HOW TO COMPLETE THIS TASK: From the records, pick out and copy each line containing "below".

Content starts

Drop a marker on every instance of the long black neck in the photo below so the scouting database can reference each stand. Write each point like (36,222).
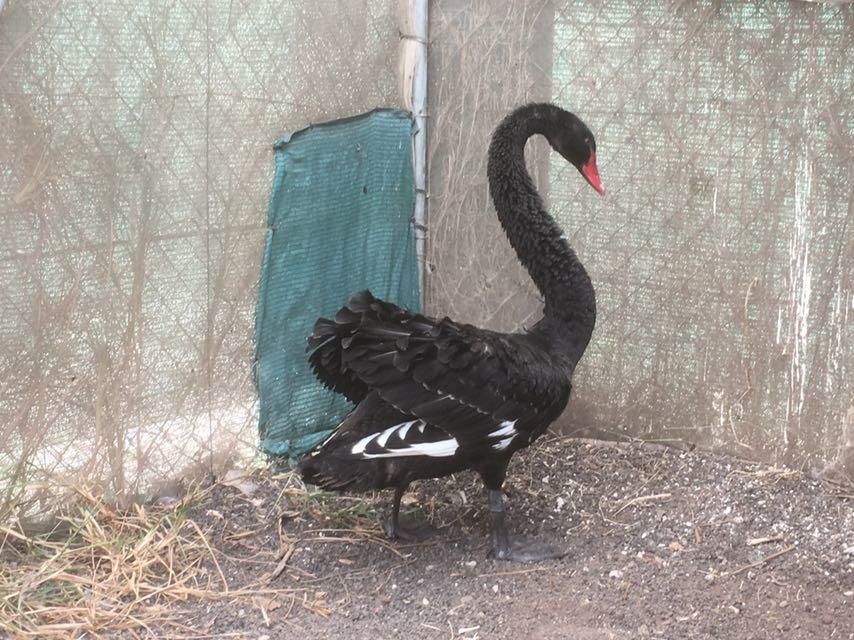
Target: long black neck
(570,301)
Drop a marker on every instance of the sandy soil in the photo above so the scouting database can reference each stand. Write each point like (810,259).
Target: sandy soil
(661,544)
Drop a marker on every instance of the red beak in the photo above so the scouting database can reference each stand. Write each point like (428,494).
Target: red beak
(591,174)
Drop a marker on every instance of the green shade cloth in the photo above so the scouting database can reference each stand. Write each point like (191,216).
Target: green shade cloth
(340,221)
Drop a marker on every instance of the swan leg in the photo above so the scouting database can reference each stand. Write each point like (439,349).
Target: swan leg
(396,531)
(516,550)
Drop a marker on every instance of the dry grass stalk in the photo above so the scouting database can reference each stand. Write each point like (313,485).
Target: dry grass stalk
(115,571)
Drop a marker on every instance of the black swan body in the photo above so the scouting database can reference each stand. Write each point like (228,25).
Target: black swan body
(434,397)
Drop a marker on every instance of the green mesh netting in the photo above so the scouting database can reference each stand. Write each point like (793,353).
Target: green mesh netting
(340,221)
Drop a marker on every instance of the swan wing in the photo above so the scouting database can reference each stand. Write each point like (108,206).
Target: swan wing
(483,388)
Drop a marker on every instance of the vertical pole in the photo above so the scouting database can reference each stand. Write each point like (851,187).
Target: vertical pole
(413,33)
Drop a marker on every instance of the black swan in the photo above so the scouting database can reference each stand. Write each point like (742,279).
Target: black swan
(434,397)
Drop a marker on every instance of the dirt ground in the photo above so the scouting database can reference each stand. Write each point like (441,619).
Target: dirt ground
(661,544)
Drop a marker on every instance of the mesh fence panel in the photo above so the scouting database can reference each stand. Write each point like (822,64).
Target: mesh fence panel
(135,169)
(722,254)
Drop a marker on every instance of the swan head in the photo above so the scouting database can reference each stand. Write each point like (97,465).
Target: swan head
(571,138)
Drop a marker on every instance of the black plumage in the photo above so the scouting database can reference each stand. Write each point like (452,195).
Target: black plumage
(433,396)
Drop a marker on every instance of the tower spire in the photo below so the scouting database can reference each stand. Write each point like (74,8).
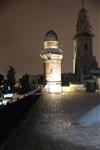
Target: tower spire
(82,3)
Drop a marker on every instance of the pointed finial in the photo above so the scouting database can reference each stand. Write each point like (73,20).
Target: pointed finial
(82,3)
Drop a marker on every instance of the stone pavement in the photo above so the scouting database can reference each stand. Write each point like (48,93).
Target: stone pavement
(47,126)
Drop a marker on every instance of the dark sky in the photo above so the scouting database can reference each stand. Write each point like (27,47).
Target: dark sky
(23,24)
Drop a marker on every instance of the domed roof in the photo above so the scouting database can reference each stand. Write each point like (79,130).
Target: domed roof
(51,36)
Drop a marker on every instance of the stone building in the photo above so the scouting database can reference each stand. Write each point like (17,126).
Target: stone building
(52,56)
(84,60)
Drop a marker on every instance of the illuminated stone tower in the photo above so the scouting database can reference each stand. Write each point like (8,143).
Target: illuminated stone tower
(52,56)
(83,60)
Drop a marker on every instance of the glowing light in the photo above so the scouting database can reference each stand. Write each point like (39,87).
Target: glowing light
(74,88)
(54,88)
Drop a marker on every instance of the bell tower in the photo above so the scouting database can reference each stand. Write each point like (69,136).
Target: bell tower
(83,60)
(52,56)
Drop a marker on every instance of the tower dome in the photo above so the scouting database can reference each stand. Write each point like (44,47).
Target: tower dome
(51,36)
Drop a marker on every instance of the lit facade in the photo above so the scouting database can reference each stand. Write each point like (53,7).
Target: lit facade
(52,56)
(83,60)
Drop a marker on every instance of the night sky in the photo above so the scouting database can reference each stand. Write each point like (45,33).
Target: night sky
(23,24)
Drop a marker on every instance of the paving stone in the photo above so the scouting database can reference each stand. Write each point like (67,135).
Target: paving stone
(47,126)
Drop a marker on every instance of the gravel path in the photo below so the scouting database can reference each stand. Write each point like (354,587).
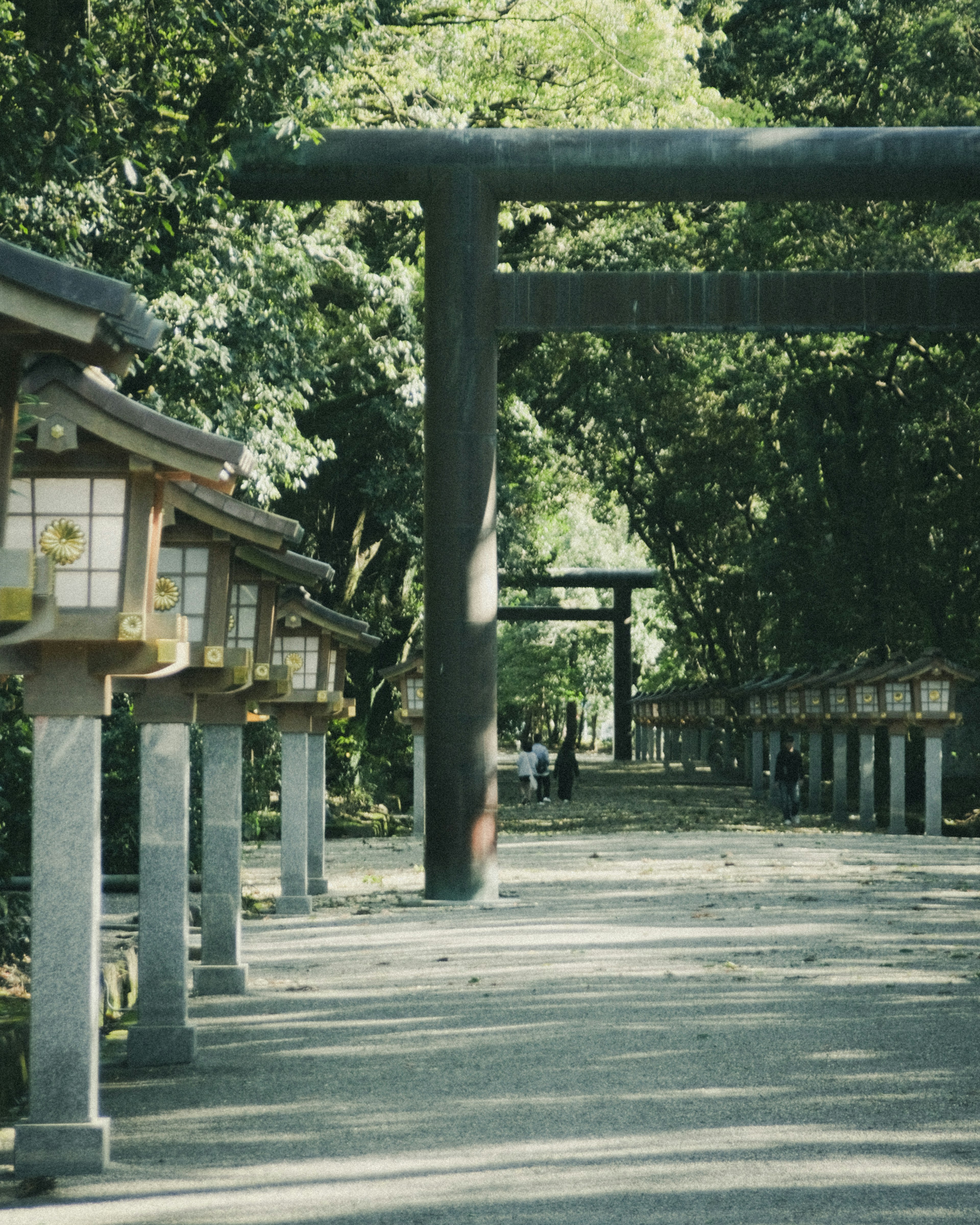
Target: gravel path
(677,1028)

Content ends

REPLY:
Drop a marker on every instance of the long black neck in the photo below so the scouting database can reference each stand. Write each point like (36,222).
Drop a marker on every instance of the tower spire in the photo below so the scouting database can reference each stand. Write each point like (74,8).
Drop a marker on every instance of the gravel path in the photo below so the scouting database can reference each stand. Write each point like (354,587).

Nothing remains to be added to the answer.